At the line containing "Practice step: identify the jeep", start repeating the entries exactly, and continue through the last line.

Records from a collection
>>>

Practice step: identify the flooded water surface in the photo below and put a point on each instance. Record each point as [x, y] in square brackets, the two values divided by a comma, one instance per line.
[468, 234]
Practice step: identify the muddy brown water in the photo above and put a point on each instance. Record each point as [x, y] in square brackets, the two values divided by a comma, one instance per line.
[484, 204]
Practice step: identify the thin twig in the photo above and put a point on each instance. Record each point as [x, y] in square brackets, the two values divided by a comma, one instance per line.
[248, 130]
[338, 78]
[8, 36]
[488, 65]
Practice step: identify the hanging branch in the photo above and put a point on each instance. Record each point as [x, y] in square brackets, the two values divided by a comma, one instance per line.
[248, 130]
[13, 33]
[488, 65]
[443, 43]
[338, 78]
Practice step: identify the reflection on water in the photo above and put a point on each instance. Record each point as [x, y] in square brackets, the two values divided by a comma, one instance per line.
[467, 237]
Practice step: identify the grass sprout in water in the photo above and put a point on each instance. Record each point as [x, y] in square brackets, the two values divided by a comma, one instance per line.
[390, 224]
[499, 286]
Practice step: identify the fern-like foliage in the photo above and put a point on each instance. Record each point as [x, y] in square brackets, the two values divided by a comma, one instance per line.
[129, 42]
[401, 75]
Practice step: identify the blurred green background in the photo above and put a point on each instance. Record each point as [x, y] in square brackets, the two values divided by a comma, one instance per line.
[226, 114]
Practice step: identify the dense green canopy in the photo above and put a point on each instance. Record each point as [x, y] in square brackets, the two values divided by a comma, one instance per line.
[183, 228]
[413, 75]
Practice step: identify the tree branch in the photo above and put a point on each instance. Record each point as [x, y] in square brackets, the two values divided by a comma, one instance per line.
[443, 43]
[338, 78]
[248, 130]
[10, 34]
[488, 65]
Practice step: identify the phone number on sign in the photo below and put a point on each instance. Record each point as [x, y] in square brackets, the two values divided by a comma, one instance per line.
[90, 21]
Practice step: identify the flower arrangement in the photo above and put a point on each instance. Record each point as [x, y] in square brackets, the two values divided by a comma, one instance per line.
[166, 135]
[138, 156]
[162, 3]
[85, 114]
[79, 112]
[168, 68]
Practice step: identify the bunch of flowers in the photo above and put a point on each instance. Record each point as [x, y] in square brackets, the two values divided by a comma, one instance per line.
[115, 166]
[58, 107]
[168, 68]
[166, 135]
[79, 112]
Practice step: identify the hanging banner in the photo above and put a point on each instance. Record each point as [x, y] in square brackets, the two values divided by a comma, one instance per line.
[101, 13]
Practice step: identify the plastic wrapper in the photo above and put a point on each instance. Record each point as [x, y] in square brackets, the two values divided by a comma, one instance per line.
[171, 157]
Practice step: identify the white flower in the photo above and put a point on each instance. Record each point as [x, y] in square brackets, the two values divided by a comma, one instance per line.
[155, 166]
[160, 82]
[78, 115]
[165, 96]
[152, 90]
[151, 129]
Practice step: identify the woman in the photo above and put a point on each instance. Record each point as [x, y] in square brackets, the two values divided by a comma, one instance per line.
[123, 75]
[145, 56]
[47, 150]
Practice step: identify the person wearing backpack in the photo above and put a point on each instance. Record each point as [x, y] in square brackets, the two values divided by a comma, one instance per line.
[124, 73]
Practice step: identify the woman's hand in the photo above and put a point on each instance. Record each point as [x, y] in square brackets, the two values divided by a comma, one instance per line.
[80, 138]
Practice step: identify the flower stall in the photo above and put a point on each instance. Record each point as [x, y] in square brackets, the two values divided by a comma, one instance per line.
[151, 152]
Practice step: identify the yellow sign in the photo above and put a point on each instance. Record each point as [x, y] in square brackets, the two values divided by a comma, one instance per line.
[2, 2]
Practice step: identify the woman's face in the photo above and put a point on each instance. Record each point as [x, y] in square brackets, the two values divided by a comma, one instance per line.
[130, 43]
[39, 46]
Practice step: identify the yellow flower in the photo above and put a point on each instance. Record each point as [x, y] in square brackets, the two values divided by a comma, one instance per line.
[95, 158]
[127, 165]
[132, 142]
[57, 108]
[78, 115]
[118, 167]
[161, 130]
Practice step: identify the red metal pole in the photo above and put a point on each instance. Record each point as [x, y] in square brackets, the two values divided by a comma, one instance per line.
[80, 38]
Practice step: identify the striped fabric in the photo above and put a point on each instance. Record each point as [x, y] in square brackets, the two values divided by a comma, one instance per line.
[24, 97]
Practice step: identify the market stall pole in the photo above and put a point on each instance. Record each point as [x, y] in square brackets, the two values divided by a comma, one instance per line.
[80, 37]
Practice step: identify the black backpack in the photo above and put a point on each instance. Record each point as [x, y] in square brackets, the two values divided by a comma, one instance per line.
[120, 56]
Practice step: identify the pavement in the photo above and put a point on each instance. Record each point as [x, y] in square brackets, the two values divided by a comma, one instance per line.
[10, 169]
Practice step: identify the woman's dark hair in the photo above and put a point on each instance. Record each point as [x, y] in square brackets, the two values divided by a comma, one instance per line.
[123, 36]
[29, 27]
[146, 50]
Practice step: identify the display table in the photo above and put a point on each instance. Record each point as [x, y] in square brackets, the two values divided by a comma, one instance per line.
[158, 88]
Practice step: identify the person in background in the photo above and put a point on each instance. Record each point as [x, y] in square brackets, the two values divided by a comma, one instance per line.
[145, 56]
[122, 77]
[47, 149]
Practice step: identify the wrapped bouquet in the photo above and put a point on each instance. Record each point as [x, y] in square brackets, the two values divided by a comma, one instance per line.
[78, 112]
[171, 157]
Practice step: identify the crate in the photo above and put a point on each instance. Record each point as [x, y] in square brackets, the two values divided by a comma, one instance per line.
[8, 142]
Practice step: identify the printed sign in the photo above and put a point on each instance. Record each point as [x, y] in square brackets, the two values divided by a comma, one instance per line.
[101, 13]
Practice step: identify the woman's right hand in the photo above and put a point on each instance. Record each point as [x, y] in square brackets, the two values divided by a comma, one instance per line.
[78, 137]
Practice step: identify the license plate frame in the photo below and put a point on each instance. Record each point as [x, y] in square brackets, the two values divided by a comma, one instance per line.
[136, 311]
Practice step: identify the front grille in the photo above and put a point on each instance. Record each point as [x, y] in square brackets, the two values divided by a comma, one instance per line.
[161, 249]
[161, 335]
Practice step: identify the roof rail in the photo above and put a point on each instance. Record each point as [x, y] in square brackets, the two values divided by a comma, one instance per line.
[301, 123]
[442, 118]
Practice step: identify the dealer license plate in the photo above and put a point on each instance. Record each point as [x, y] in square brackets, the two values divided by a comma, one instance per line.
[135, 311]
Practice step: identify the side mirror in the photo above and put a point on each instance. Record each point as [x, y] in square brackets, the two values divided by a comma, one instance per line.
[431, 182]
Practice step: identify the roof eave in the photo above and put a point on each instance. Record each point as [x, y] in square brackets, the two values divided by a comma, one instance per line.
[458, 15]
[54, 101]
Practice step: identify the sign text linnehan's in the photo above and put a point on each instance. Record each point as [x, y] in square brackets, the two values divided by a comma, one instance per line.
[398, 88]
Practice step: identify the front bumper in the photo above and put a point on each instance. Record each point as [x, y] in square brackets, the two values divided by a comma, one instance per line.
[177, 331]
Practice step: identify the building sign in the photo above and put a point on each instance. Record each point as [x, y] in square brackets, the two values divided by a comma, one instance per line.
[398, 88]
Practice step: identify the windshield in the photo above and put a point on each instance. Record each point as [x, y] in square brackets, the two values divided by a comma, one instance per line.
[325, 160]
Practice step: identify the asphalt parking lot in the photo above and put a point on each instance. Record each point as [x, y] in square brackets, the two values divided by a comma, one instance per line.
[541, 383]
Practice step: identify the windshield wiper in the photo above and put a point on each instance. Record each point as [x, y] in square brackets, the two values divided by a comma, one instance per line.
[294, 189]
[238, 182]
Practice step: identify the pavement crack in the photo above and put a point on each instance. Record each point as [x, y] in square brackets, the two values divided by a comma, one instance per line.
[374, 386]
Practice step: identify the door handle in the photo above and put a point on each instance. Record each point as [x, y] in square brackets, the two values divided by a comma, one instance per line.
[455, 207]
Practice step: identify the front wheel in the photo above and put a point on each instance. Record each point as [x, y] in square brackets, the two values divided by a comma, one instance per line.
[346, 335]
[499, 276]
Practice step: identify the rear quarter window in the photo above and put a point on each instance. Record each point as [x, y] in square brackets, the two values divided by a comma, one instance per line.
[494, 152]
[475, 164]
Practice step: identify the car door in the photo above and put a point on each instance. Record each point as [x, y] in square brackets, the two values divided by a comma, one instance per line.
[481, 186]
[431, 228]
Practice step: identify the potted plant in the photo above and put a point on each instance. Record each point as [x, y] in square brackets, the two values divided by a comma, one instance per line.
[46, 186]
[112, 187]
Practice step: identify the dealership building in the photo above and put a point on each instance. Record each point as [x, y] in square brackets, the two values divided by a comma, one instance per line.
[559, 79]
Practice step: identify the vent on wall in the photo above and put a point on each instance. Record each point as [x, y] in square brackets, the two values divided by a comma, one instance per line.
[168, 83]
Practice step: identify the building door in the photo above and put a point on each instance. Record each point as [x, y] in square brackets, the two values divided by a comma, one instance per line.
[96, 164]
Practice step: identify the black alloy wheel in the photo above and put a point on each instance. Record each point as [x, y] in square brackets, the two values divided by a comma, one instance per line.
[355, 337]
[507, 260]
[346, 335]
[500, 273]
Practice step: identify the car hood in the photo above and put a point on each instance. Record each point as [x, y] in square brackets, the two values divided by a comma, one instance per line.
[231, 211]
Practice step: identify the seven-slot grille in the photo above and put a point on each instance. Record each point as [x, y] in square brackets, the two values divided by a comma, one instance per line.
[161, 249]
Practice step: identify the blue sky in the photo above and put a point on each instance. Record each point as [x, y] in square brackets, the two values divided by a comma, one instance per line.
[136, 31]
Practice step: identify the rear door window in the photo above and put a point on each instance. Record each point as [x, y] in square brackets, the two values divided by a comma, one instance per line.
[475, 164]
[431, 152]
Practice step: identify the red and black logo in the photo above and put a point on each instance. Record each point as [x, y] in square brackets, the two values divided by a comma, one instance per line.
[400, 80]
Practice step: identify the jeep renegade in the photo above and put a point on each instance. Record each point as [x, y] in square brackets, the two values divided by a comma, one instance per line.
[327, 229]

<<<

• Expected output:
Practice step: identify the jeep renegade in the photo above and put a point on each instance. Record each point as [x, y] in square brackets, the two values divided by a comma, one instance per line.
[327, 229]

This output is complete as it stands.